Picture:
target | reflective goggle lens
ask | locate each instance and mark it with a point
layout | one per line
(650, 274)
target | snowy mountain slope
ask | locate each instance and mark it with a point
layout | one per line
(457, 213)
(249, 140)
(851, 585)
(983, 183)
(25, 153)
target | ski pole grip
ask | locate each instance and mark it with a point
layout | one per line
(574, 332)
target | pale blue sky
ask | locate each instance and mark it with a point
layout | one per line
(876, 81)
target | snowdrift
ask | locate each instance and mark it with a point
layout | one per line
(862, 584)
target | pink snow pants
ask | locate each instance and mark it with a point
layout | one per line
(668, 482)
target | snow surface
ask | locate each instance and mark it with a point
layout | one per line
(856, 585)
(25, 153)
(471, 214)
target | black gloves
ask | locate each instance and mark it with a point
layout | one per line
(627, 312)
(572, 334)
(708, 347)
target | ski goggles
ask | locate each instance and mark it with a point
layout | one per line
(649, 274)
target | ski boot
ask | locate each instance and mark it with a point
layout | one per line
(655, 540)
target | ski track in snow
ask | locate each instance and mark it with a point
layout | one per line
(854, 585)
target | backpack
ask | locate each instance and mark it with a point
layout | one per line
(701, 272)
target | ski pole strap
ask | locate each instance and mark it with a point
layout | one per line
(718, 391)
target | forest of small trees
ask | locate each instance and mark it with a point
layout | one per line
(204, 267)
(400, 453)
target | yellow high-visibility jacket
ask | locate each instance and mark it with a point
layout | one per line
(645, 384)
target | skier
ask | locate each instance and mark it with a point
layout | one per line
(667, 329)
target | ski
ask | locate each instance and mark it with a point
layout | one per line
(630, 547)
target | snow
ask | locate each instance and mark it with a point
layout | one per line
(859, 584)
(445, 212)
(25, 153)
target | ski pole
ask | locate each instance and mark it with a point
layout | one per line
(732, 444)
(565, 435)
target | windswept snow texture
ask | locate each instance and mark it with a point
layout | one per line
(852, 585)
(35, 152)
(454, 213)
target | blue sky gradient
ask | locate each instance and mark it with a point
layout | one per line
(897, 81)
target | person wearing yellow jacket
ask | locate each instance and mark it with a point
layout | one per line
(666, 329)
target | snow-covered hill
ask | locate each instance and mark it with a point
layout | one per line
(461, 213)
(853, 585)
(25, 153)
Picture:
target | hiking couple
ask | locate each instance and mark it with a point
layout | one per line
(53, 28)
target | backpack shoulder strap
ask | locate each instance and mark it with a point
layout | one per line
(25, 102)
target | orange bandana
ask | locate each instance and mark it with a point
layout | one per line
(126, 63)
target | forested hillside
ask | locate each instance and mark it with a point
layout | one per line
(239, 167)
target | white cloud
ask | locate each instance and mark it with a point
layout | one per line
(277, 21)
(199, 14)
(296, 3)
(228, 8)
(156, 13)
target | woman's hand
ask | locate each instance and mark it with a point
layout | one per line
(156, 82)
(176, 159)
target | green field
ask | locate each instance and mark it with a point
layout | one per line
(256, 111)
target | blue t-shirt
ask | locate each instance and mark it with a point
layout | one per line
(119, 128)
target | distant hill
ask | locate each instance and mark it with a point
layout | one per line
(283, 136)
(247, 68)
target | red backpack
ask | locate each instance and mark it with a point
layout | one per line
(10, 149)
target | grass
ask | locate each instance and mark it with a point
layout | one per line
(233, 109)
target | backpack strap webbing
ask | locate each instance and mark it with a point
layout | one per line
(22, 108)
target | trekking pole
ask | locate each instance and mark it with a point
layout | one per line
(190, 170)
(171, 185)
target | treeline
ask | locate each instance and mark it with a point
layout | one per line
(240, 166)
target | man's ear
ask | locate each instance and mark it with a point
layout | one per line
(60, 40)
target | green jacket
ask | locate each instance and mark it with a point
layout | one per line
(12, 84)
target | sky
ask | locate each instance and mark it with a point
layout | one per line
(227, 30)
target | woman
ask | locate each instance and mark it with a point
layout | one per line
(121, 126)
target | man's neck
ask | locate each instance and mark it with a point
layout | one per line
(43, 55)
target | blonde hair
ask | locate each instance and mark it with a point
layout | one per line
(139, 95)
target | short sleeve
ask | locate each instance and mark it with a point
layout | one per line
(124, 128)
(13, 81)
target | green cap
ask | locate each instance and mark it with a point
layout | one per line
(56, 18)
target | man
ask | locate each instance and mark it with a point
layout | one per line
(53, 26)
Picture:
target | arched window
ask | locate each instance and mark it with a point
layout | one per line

***

> _Your instructions_: In the records above, find each line that mentions the word "backpack", and copy it.

> _Written solution_:
target | backpack
target | backpack shoulder strap
target | red backpack
target | backpack strap webbing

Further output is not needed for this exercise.